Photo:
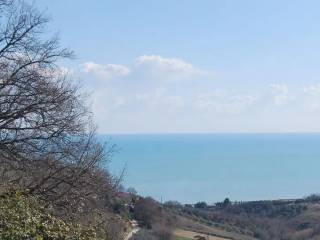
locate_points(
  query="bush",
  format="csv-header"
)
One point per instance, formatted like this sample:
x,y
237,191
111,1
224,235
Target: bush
x,y
25,217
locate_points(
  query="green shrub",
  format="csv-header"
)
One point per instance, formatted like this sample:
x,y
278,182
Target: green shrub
x,y
24,217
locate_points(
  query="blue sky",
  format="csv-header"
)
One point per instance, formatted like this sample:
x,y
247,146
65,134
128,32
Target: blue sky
x,y
195,66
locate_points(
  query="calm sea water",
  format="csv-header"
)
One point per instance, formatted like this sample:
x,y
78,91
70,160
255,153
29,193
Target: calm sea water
x,y
210,167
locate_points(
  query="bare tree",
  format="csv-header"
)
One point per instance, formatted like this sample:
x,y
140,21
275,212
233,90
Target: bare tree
x,y
47,139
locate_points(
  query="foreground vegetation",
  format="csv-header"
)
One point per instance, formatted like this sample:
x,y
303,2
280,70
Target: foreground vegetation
x,y
54,184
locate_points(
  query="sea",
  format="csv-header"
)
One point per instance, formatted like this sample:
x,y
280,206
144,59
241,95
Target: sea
x,y
211,167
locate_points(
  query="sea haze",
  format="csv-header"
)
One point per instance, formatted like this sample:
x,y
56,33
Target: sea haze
x,y
211,167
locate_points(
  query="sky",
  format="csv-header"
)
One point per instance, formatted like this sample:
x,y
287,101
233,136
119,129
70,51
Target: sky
x,y
187,66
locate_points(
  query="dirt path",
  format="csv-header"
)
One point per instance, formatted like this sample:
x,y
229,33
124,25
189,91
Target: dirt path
x,y
135,229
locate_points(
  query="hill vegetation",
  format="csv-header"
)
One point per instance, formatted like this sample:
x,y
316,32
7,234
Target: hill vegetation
x,y
54,184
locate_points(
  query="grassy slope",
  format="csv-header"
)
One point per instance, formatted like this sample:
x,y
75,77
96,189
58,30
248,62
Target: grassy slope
x,y
304,225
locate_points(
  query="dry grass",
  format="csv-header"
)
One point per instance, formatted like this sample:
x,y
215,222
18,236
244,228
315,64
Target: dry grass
x,y
191,235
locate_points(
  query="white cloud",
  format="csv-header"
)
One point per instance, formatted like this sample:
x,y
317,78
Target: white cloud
x,y
167,67
280,94
106,71
223,102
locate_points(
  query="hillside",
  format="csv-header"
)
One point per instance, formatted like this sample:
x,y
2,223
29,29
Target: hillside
x,y
279,219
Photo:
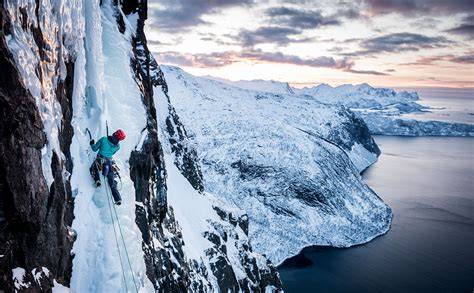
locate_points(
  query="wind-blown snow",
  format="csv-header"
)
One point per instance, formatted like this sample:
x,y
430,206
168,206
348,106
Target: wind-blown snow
x,y
290,162
105,89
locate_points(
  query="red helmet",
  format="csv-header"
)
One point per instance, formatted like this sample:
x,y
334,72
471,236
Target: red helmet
x,y
119,134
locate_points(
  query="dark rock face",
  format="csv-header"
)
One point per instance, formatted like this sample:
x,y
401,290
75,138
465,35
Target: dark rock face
x,y
34,218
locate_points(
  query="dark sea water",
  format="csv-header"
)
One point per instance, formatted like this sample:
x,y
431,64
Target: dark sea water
x,y
429,184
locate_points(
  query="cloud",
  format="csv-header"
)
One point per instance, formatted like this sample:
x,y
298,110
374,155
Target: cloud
x,y
465,29
467,58
270,34
417,7
179,15
299,18
396,42
221,59
287,25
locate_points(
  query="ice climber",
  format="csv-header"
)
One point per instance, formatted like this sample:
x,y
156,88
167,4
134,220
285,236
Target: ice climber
x,y
107,147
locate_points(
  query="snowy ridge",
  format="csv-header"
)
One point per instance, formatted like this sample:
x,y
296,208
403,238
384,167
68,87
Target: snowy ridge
x,y
284,160
214,234
259,85
362,96
382,110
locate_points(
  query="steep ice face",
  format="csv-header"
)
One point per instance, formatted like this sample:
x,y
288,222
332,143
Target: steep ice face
x,y
106,90
59,30
291,163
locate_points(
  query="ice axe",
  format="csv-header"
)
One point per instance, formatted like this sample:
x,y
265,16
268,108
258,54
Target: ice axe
x,y
90,135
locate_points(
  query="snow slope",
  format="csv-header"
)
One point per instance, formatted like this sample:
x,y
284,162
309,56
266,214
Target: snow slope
x,y
291,163
107,93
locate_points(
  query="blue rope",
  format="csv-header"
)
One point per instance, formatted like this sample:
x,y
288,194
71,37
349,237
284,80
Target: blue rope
x,y
115,234
123,239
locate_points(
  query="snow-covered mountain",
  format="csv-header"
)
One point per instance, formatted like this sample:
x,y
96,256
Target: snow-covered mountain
x,y
363,96
258,85
290,162
382,110
68,67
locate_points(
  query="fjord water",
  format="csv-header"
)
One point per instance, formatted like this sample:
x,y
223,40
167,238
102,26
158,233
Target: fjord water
x,y
429,184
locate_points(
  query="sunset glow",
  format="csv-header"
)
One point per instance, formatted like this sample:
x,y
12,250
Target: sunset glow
x,y
384,43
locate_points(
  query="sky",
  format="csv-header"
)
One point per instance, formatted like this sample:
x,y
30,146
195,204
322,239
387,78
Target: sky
x,y
396,43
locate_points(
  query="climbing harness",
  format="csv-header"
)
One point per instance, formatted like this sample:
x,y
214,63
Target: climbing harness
x,y
116,239
100,164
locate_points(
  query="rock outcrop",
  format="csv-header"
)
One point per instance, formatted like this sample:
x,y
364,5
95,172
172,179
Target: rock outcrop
x,y
35,217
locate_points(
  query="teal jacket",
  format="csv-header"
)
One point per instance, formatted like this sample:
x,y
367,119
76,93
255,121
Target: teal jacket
x,y
107,146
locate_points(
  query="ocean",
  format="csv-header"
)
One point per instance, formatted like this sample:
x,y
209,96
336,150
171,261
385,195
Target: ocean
x,y
429,184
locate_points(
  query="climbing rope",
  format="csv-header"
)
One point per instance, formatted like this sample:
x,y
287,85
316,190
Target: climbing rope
x,y
115,234
126,252
121,235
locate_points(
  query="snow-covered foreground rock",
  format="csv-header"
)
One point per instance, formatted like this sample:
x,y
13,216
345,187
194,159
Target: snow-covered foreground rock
x,y
291,163
383,109
69,66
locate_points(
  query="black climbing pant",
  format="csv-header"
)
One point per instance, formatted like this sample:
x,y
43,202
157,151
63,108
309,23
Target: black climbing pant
x,y
109,172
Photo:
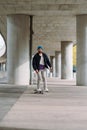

What you should do. List each line of the records above that contains the string "covered".

Result below.
  query="snow-covered mountain",
Target: snow-covered mountain
  query="snow-covered foreground rock",
Target: snow-covered foreground rock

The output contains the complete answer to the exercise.